→ Your objective:
Condense the paragraph that opens "As bioinformatics continues to evolve" in the abstracts below into a bulleted list that keeps its main facts.

**** Extract provided

In this work, we systematically evaluate module detection methods on SCP datasets. Our assessment framework integrates (1) internal clustering metrics to evaluate compactness and separation, (2) external validation against known biological annotations, and (3) network-based analyses incorporating protein-protein interaction data to enhance biological interpretability. Our findings reveal notable differences in the biological relevance of the identified modules and offer practical recommendations for selecting and validating module detection approaches for single-cell proteomics. Furthermore, we propose strategies for addressing missing values and batch effects, thereby improving the accuracy and reliability of module detection.
e-OMIX, a new visual interface for analyzing and managing omics data
Molka Anaghim Ftouhi, Loïc Guille, Jérôme Linden, Sébastien Jodogne and Laurent Gatto
The e-OMIX project (https://www.eomix.be) aims to lower the barrier of entry into omics research by providing an interactive platform where users will be able to perform analyses, as well as storing the resulting data and metadata, without the need for advanced coding skills. e-OMIX is developed under AGPL 3 license as an Angular/Java-based web-app, making use of several innovative technologies. Pre-built pipelines are implemented from nf-core, a repository of publicly available workflows, maximizing their reproducibility and ease of use. Result matrices are stored in a database optimized for fast querying of large datasets (TileDB) and can be exported in several objects notably ‘Bioconductor’s SingleCell Expriment (SCE) or other (anndata, or Seurat), while metadata are stored as per-sample individual documents in a document-oriented database (CouchDB). To increase the interoperability of metadata, e-OMIX also offers the possibility to manage and export them using Fast Healthcare Interoperability Resources (FHIR), a widely used standard in healthcare and clinical research. Finally, data visualization is made possible by using the iSEE R/Biocondutor package. As a first use case, we demonstrate the end-to-end execution of single-cell RNA-seq pipeline, starting from metadata and raw files upload, and leading to actionable data, such as annotated cell types, individual gene expression or marker gene identification.
Tools and Strategies for Systematic Benchmarking of R Packages: A Case Study with QFeatures
Léopold Guyot and Laurent Gatto
As bioinformatics continues to evolve, it must keep pace with experimental techniques that generate increasingly large volumes of data. In this context, optimizing the performance of code and packages that handle these data becomes essential. This work presents the optimization efforts carried out on the QFeatures R/Bioconductor package, which is used for the analysis of quantitative proteomics data. We also highlight a set of tools and methods that are valuable for performance optimization, with a particular focus on VerR, an R package designed to create isolated and reproducible environments. These environments allow for the installation of specific package versions, enabling systematic benchmarking to assess the performance impact of different versions. As a result of these optimization efforts, we observed a 90% reduction in the runtime of a classical single-cell proteomics (scp) workflow and a 50% decrease in memory usage, demonstrating the significant impact of targeted optimizations.

********
**** Record set

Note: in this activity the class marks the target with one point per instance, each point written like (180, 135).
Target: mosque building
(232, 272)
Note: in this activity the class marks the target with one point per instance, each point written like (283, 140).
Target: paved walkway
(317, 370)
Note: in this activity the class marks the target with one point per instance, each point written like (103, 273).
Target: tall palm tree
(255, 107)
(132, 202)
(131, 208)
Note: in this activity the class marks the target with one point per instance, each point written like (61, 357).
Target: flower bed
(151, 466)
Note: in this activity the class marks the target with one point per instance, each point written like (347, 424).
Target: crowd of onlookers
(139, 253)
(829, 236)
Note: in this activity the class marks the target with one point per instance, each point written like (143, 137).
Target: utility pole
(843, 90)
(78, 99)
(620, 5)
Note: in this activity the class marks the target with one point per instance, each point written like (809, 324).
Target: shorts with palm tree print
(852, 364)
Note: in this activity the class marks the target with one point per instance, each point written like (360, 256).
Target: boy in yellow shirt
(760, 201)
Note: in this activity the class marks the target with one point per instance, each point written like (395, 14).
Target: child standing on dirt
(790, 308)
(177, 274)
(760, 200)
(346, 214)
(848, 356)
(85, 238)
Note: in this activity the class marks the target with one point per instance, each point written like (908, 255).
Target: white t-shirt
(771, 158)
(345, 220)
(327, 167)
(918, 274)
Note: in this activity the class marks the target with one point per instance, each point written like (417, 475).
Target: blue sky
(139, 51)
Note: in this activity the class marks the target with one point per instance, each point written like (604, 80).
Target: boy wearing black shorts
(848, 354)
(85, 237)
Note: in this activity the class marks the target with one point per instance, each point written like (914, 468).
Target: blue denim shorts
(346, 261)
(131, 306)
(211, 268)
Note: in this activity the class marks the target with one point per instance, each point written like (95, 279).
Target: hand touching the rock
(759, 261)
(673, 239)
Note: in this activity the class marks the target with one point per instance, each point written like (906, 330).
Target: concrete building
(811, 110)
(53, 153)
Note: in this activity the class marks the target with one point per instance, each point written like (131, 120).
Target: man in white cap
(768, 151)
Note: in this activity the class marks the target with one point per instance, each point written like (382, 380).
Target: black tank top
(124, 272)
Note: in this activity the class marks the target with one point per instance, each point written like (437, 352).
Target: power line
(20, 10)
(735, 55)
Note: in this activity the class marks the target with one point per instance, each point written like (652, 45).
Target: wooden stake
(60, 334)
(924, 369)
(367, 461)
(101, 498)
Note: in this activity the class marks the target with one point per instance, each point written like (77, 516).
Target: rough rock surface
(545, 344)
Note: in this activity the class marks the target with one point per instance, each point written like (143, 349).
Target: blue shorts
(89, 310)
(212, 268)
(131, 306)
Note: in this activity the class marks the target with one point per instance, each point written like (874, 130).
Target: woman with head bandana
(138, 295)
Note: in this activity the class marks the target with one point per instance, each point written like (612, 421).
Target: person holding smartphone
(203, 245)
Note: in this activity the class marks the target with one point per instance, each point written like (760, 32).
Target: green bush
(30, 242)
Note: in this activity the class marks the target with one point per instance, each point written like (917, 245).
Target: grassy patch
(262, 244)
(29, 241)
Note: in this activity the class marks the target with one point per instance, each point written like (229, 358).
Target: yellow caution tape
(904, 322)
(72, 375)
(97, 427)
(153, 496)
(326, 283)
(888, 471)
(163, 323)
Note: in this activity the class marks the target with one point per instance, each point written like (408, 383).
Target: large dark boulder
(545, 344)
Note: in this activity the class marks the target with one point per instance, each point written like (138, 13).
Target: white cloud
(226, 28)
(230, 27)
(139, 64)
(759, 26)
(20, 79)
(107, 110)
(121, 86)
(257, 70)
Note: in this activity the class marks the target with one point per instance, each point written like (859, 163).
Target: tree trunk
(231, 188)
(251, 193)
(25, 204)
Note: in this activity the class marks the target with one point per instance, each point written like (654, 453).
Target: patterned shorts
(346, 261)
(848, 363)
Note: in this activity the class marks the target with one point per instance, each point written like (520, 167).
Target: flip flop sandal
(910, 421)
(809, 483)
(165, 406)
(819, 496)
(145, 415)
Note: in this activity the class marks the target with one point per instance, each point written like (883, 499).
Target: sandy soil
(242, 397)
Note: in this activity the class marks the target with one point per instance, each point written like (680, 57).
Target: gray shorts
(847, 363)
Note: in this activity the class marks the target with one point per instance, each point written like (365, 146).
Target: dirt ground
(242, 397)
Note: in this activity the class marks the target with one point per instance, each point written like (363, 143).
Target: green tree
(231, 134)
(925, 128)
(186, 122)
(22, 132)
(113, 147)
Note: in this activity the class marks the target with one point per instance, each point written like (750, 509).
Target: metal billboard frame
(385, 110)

********

→ Completed task:
- Bioinformatics must keep pace with experimental techniques that produce ever larger volumes of data, so optimizing the performance of code and packages that handle these data is essential.
- The work covers optimization of QFeatures, an R/Bioconductor package for analyzing quantitative proteomics data.
- It presents tools and methods useful for performance optimization, focusing on VerR, an R package that creates isolated, reproducible environments.
- These environments allow specific package versions to be installed, so versions can be benchmarked systematically to measure their performance impact.
- The optimizations cut the runtime of a classical single-cell proteomics (scp) workflow by 90% and its memory usage by 50%.